Group Name:A
Entitled Project:PIPE SERVER USING PIPES on stand-alone system
Mentor:Varun Sir
Captain:Pushpa
Team members:Satish,Dharmendra,Paras,Pushpa
Project progress details:
We have implemented the basic communication between single client & server through pipe today.
Great
We implemented the client server through pipe as well as fifo.
I would like to share my learning while creating client server pgm through PIPES.
We made a mistake by creating a single pipe and communicated between client1 & server & the client2 (which has the solution).We need to create two separate pipes and then establish the communication between client & server.
I am sharing my learning so that noone else should commit the same mistake.
Thanks
can anyone guide me the basic implementation difference between a counting semaphore & binary semaphore.
Binary Semaphores
A binary semaphore is a synchronization object that can have only two states:
*
Not taken.
*
Taken.
Two operations are defined:
*
Taking a binary semaphore brings it in the “taken” state, trying to take a semaphore that is already taken enters the invoking thread into a waiting queue.
*
Release . Releasing a binary semaphore brings it in the “not taken” state if there are not queued threads. If there are queued threads then a thread is removed from the queue and resumed, the binary semaphore remains in the “taken” state. Releasing a semaphore that is already in its “not taken” state has no effect.
Binary semaphores have no ownership attribute and can be released by any thread or interrupt handler regardless of who performed the last take operation. Because of this binary semaphores are often used to synchronize threads with external events implemented as ISRs, for example waiting for a packet from a network or waiting that a button is pressed.
Because there is no ownership concept a binary semaphore object can be created to be either in the “taken” or “not taken” state initially.
Counting Semaphores
A counting semaphore is a synchronization object that can have an arbitrarily large number of states. The internal state is defined by a signed integer variable, the counter. The counter value (N) has a precise meaning:
*
Negative, there are exactly -N threads queued on the semaphore.
*
Zero, no waiting threads, a wait operation would put in queue the invoking thread.
*
Positive, no waiting threads, a wait operation would not put in queue the invoking thread.
Two operations are defined for counting semaphores:
*
Wait . This operation decreases the semaphore counter, if the result is negative then the invoking thread is queued.
*
Signal .This operation increases the semaphore counter, if the result is non-negative then a waiting thread is removed from the queue and resumed.
Counting Semaphores states diagram
Counting semaphores have no ownership attribute and can be signaled by any thread or interrupt handler regardless of who performed the last wait operation.
Because there is no ownership concept a counting semaphore object can be created with any initial counter value as long it is non-negative.

——

WRITTEN PROBLEM 1 »
Summarize the forum thread in two sentences.

INFORMATION PROVIDED »
——

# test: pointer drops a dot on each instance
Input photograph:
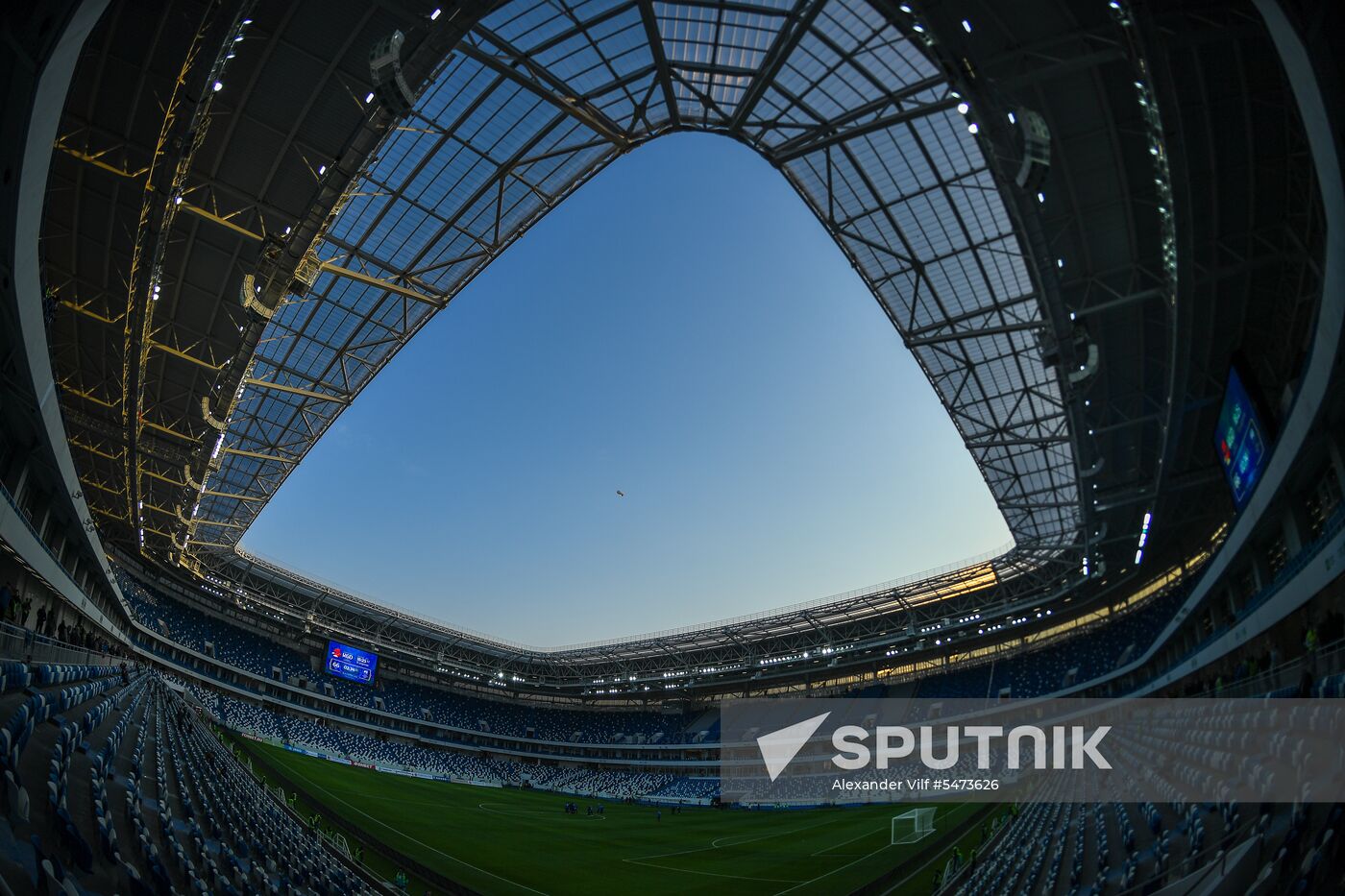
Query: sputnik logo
(780, 747)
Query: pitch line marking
(715, 844)
(312, 784)
(863, 859)
(520, 812)
(692, 871)
(827, 849)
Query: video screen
(352, 664)
(1241, 440)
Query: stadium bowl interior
(1110, 233)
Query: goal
(912, 826)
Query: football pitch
(514, 841)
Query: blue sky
(681, 329)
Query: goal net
(912, 826)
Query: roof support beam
(259, 455)
(786, 40)
(811, 141)
(975, 334)
(295, 390)
(380, 282)
(527, 74)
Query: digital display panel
(352, 664)
(1240, 440)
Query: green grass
(511, 841)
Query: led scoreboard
(352, 664)
(1240, 440)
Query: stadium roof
(244, 227)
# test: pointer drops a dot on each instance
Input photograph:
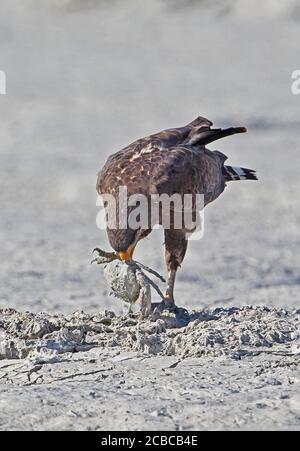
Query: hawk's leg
(176, 247)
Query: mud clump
(235, 332)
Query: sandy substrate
(85, 78)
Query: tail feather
(236, 173)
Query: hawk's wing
(146, 163)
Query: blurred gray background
(86, 78)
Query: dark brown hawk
(172, 161)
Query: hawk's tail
(235, 173)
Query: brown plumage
(174, 161)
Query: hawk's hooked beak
(126, 256)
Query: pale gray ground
(83, 80)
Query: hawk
(172, 161)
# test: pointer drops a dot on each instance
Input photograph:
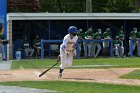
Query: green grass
(132, 75)
(76, 87)
(116, 62)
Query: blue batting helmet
(72, 29)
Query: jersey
(117, 43)
(68, 43)
(97, 35)
(133, 34)
(121, 35)
(138, 35)
(88, 35)
(1, 36)
(107, 35)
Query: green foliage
(73, 6)
(76, 87)
(119, 62)
(132, 75)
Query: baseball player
(89, 36)
(133, 35)
(2, 54)
(68, 49)
(97, 36)
(28, 50)
(121, 35)
(106, 35)
(117, 47)
(80, 35)
(138, 46)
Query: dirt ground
(82, 75)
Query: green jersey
(97, 35)
(107, 35)
(117, 43)
(133, 34)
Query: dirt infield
(86, 75)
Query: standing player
(106, 35)
(89, 36)
(80, 35)
(138, 47)
(68, 49)
(2, 54)
(133, 36)
(121, 35)
(118, 49)
(97, 36)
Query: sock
(61, 70)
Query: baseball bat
(47, 70)
(50, 67)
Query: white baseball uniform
(67, 46)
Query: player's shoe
(60, 76)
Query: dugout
(53, 26)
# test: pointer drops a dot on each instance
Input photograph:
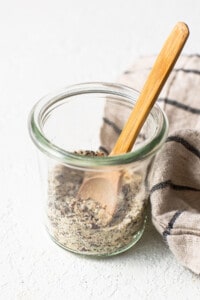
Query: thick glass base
(115, 251)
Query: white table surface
(46, 45)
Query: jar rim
(69, 158)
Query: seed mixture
(80, 224)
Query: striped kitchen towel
(175, 180)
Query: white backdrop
(45, 45)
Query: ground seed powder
(80, 225)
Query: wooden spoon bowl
(104, 188)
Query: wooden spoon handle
(151, 90)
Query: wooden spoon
(104, 187)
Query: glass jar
(90, 117)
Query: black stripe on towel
(170, 225)
(175, 103)
(169, 183)
(113, 125)
(184, 143)
(193, 71)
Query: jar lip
(65, 157)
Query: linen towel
(175, 176)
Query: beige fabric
(175, 180)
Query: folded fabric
(175, 176)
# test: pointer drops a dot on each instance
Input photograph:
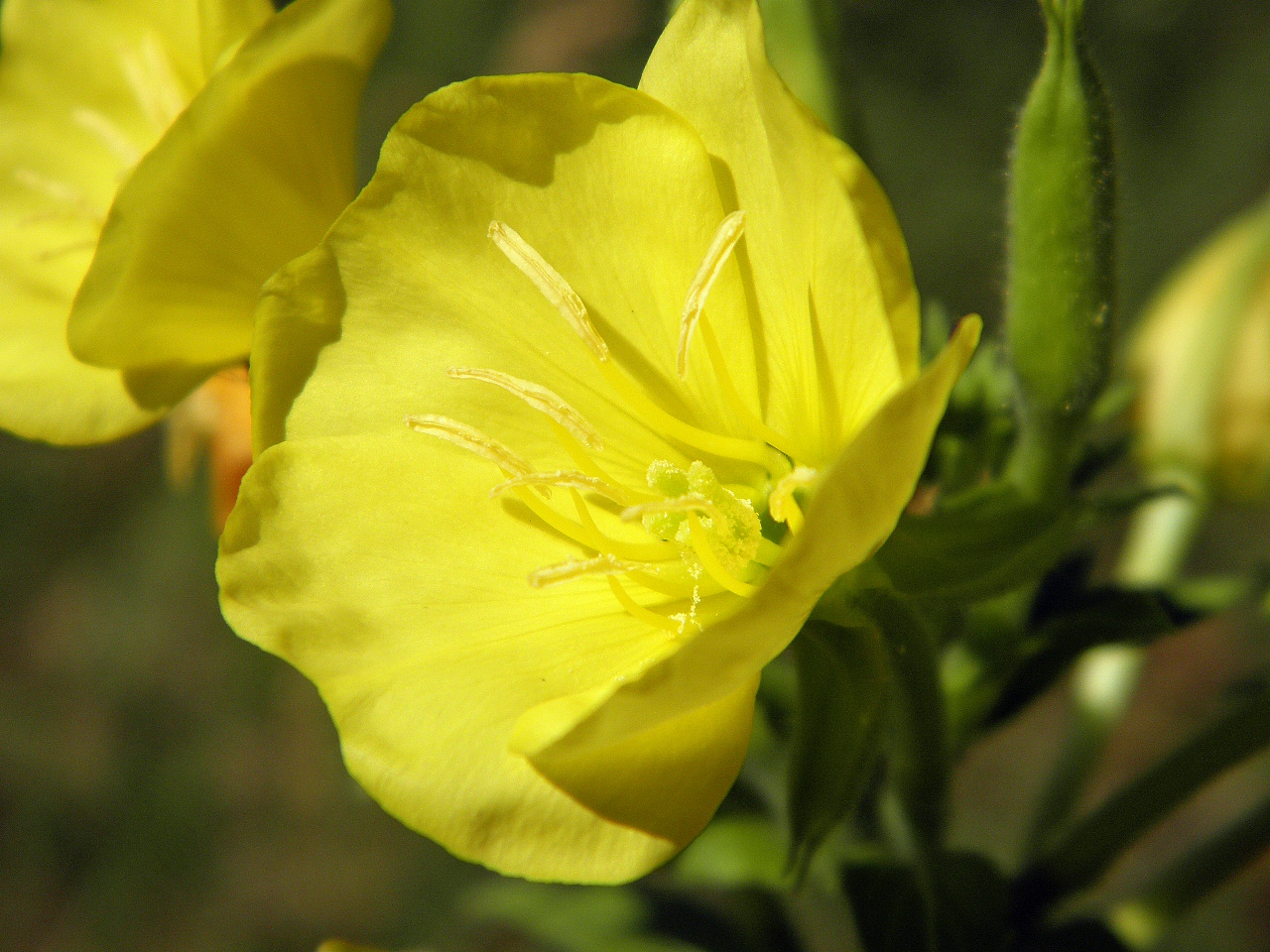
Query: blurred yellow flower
(159, 159)
(1202, 359)
(661, 345)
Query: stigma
(705, 544)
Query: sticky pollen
(470, 439)
(540, 399)
(781, 503)
(580, 567)
(563, 479)
(689, 503)
(550, 284)
(725, 239)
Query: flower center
(703, 544)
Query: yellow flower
(159, 159)
(1201, 358)
(657, 357)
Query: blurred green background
(164, 785)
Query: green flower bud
(1202, 358)
(1061, 271)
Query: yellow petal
(611, 188)
(852, 512)
(71, 119)
(828, 359)
(366, 561)
(248, 177)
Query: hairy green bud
(1061, 255)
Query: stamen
(566, 479)
(576, 569)
(472, 440)
(725, 239)
(644, 615)
(590, 537)
(63, 250)
(781, 503)
(540, 399)
(588, 466)
(109, 135)
(689, 503)
(738, 407)
(549, 282)
(659, 420)
(72, 202)
(710, 561)
(154, 85)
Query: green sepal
(1061, 262)
(837, 730)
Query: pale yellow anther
(540, 399)
(725, 239)
(580, 567)
(563, 479)
(781, 503)
(51, 254)
(71, 202)
(550, 284)
(153, 81)
(109, 135)
(470, 439)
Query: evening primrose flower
(562, 433)
(1201, 358)
(159, 159)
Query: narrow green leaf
(735, 852)
(1143, 920)
(837, 730)
(970, 900)
(1082, 855)
(980, 543)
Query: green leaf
(970, 906)
(735, 852)
(890, 914)
(1095, 617)
(916, 743)
(837, 730)
(980, 543)
(1080, 857)
(1080, 936)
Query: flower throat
(706, 543)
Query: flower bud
(1061, 270)
(1202, 357)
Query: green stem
(1102, 685)
(1106, 678)
(1040, 462)
(1141, 921)
(1083, 853)
(1161, 532)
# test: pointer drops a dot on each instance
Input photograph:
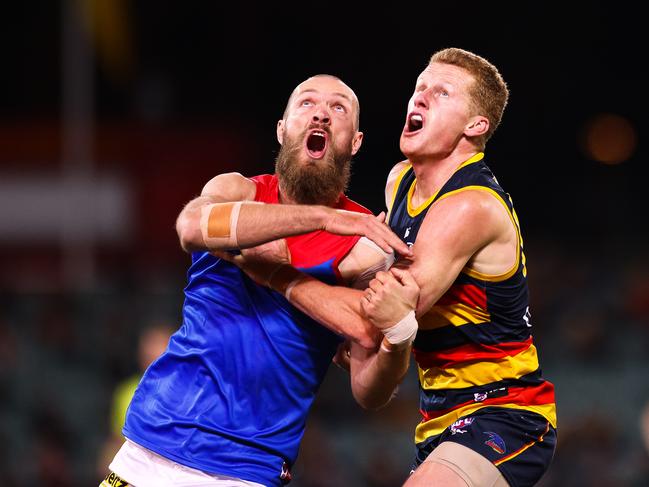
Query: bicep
(229, 187)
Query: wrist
(282, 277)
(388, 347)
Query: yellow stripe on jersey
(395, 190)
(492, 277)
(457, 314)
(479, 373)
(412, 211)
(436, 426)
(475, 158)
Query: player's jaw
(316, 142)
(412, 135)
(306, 180)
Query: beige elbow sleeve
(219, 225)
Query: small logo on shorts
(495, 442)
(459, 424)
(285, 476)
(113, 480)
(479, 396)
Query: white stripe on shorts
(141, 467)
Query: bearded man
(226, 403)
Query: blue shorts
(519, 443)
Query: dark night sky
(201, 63)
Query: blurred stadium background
(114, 113)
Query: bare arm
(212, 222)
(375, 376)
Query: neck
(433, 172)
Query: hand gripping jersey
(474, 348)
(231, 393)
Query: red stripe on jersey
(522, 396)
(470, 352)
(469, 294)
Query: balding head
(326, 83)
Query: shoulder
(470, 211)
(350, 205)
(232, 185)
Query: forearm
(337, 308)
(375, 376)
(258, 224)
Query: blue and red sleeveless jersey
(231, 393)
(474, 347)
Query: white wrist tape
(404, 331)
(219, 225)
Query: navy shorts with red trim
(519, 443)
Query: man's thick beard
(316, 183)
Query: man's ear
(356, 142)
(280, 131)
(477, 126)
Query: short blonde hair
(489, 92)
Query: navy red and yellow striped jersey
(474, 347)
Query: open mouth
(316, 144)
(415, 123)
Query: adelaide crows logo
(495, 442)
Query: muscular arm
(255, 224)
(375, 370)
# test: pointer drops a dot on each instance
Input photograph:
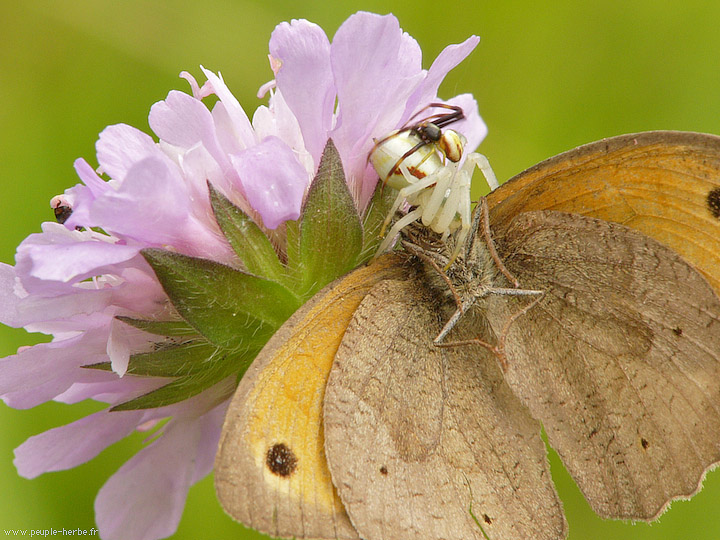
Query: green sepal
(185, 387)
(169, 359)
(375, 215)
(247, 239)
(330, 230)
(160, 328)
(232, 309)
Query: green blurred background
(547, 78)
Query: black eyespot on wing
(713, 201)
(281, 460)
(62, 212)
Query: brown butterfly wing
(270, 469)
(430, 443)
(665, 184)
(620, 360)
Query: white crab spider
(434, 179)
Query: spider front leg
(483, 164)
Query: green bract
(228, 313)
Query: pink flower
(73, 280)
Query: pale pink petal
(377, 67)
(118, 347)
(241, 123)
(74, 444)
(472, 127)
(133, 209)
(158, 478)
(427, 91)
(9, 299)
(305, 79)
(120, 147)
(39, 373)
(59, 254)
(273, 179)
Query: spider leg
(396, 228)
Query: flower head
(142, 236)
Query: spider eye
(430, 132)
(451, 144)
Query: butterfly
(351, 423)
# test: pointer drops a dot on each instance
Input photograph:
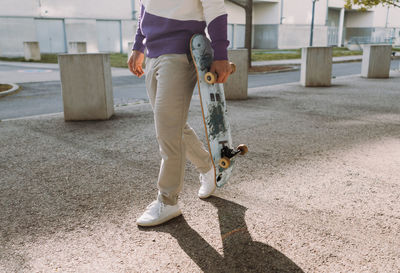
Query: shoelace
(160, 207)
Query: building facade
(286, 24)
(105, 26)
(109, 26)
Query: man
(164, 30)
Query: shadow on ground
(241, 253)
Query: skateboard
(214, 112)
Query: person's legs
(170, 81)
(195, 150)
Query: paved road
(45, 97)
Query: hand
(223, 69)
(135, 63)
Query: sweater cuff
(218, 31)
(139, 47)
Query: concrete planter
(77, 47)
(316, 66)
(376, 61)
(32, 51)
(13, 89)
(86, 86)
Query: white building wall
(128, 28)
(358, 19)
(266, 13)
(82, 30)
(336, 3)
(13, 32)
(114, 9)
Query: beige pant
(170, 80)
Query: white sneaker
(157, 213)
(208, 185)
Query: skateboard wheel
(210, 78)
(224, 162)
(233, 67)
(243, 149)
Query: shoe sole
(206, 196)
(161, 221)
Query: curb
(291, 68)
(13, 89)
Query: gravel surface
(317, 192)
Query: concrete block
(77, 47)
(376, 61)
(316, 66)
(32, 51)
(86, 86)
(236, 86)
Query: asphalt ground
(44, 96)
(317, 192)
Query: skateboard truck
(211, 77)
(228, 153)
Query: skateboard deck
(214, 112)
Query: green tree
(367, 4)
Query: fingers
(135, 64)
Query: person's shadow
(241, 253)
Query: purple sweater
(165, 27)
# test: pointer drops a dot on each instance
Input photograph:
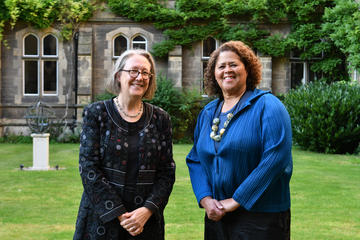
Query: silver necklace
(117, 103)
(217, 137)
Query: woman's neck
(231, 100)
(130, 109)
(129, 104)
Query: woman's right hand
(214, 209)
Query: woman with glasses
(125, 161)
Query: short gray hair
(113, 85)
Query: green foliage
(62, 14)
(326, 118)
(342, 24)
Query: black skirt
(244, 225)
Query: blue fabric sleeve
(276, 155)
(198, 177)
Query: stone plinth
(40, 151)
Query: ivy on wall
(330, 28)
(64, 15)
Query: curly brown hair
(247, 57)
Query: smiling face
(134, 86)
(230, 73)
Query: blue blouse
(253, 162)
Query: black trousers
(244, 225)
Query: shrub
(326, 118)
(183, 107)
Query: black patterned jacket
(102, 166)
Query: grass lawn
(43, 204)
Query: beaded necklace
(117, 103)
(216, 122)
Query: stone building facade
(66, 75)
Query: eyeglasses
(135, 73)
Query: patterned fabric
(102, 164)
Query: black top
(133, 129)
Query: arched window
(49, 60)
(50, 45)
(31, 65)
(120, 45)
(42, 56)
(208, 46)
(139, 42)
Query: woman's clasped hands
(216, 210)
(134, 221)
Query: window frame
(127, 44)
(40, 58)
(54, 58)
(144, 42)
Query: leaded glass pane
(50, 45)
(120, 45)
(50, 77)
(31, 77)
(31, 45)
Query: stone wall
(281, 75)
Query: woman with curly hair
(240, 165)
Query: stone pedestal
(40, 151)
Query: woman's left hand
(134, 221)
(230, 204)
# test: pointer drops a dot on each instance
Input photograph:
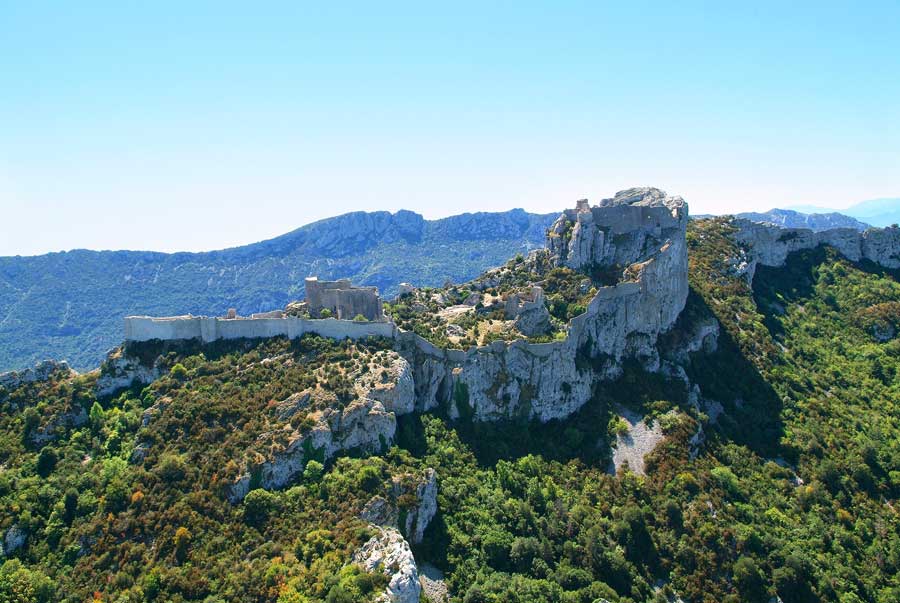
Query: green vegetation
(795, 492)
(77, 314)
(462, 316)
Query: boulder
(388, 552)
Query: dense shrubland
(794, 493)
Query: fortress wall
(340, 329)
(145, 328)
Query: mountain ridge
(70, 304)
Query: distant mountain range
(877, 212)
(787, 218)
(70, 305)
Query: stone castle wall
(208, 328)
(343, 299)
(544, 380)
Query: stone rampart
(207, 329)
(641, 229)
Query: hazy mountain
(877, 212)
(787, 218)
(70, 305)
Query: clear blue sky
(190, 125)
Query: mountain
(877, 212)
(787, 218)
(746, 453)
(70, 305)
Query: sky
(190, 125)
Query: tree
(748, 579)
(182, 541)
(258, 504)
(46, 461)
(313, 471)
(96, 415)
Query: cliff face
(638, 239)
(70, 305)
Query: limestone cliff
(389, 553)
(367, 424)
(637, 239)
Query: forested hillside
(790, 490)
(70, 305)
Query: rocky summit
(645, 407)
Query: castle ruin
(342, 300)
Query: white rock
(388, 552)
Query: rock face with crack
(388, 552)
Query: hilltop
(648, 409)
(70, 305)
(787, 218)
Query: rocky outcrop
(770, 245)
(634, 444)
(363, 425)
(787, 218)
(628, 228)
(121, 371)
(42, 371)
(366, 424)
(389, 553)
(638, 235)
(411, 505)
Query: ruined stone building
(343, 300)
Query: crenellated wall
(209, 328)
(643, 229)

——

WRITTEN PROBLEM 2 »
In the records, from the line with "Query: beige fabric" to the line with "(1061, 255)", substitute "golden" for "yellow" and give those lines back with everything else unchanged, leaving out the pictures.

ANSWER 1 »
A project team reports implementing client-server communication through a pipe and a FIFO, and warns that two separate pipes are needed instead of a single one. A reply on semaphores explains that a binary semaphore has only "taken" and "not taken" states, while a counting semaphore uses a signed counter whose value shows how many threads are queued; neither type has an ownership attribute.

ANSWER 2 »
Query: beige fabric
(175, 180)
Query: folded fabric
(175, 176)
# test: pointer drops a dot on each instance
Input photograph:
Query: blurred golden flower
(159, 159)
(1202, 359)
(661, 345)
Query: stigma
(705, 544)
Query: sticky pollen
(470, 439)
(540, 399)
(781, 503)
(580, 567)
(563, 479)
(689, 503)
(550, 284)
(725, 239)
Query: flower center
(703, 544)
Query: golden flower
(159, 159)
(1201, 358)
(657, 357)
Query: blurred green background
(164, 785)
Query: green flower bud
(1202, 358)
(1061, 271)
Query: golden petal
(611, 188)
(852, 512)
(71, 119)
(828, 359)
(366, 561)
(248, 177)
Query: hairy green bud
(1061, 255)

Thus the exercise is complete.